§ **THE DATA**:
....................

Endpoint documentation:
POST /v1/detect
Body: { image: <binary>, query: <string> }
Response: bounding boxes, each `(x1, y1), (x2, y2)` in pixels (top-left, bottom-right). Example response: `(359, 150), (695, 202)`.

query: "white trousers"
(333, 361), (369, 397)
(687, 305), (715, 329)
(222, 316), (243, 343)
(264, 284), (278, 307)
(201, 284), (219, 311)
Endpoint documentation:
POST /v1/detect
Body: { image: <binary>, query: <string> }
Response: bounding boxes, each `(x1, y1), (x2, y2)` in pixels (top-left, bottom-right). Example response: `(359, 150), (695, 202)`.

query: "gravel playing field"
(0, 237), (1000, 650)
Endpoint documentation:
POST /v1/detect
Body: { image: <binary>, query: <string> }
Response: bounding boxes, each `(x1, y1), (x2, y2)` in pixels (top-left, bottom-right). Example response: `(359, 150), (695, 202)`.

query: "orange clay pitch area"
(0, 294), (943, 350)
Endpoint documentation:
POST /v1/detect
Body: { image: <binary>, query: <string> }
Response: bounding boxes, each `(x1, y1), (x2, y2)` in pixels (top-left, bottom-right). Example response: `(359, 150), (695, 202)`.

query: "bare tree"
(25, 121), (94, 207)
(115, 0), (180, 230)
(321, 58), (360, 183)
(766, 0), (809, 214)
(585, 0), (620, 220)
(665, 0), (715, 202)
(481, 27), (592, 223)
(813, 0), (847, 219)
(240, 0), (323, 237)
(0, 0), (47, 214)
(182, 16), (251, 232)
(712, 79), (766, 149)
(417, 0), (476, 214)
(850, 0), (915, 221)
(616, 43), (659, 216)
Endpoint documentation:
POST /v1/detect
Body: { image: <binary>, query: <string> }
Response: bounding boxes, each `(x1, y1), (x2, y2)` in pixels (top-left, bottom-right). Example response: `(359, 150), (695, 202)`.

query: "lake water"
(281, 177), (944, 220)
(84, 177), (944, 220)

....................

§ **WHAT THE EXERCISE ASKS**: Please write out all the rows above again, switching every "bounding boxes" to "detection boxes" and keeping everything else the same.

§ **FINAL RESULT**:
Endpoint documentation:
POST /v1/detect
Body: { image: <binary>, query: <string> }
Response: detection boxes, each `(x1, y1), (x2, y2)` in pixels (top-left, bottom-right). Example response: `(359, 150), (695, 202)`.

query: "white trousers"
(333, 361), (369, 397)
(687, 305), (715, 329)
(222, 316), (243, 343)
(264, 284), (278, 307)
(201, 284), (219, 311)
Endpoint documentation:
POST /v1/detect
Body: { image: <binary>, query: <string> }
Response: detection boxes, each `(x1, y1), (x2, y2)` in pixels (top-left, bottom-right). Example response: `(359, 150), (695, 202)`.

query: "gravel playing field"
(0, 237), (1000, 650)
Endpoint documentation:
POST /v1/detect
Body: { image: <binary>, query: <string> }
Response: detection boxes, each `(x1, y1), (x2, y2)` in pixels (top-left, bottom-right). Example response: `(359, 150), (695, 202)`.

query: "orange clay pitch area"
(0, 294), (943, 350)
Endpoint documentation:
POST /v1/detect
Body: { image: <binary>, query: <string> }
Response: detection boxes, each `(x1, y1), (x2, y2)` in pixels (top-left, bottom-right). Example response: `(359, 150), (695, 202)`.

query: "bare tree"
(25, 121), (94, 207)
(115, 0), (180, 230)
(321, 58), (360, 183)
(766, 0), (809, 214)
(585, 0), (620, 220)
(665, 0), (715, 202)
(481, 27), (592, 223)
(813, 0), (847, 219)
(240, 0), (323, 237)
(0, 0), (47, 214)
(182, 16), (251, 232)
(712, 79), (766, 149)
(417, 0), (476, 214)
(850, 0), (915, 221)
(616, 43), (659, 216)
Endpoint documentation:
POST /v1/detect
Body: { image: <binary>, query: <string> }
Response: detection boxes, each `(x1, y1), (x2, y2)` in pixels (top-left, bottom-right). Example response: `(359, 150), (695, 202)`.

query: "lake water"
(281, 177), (944, 220)
(84, 177), (944, 220)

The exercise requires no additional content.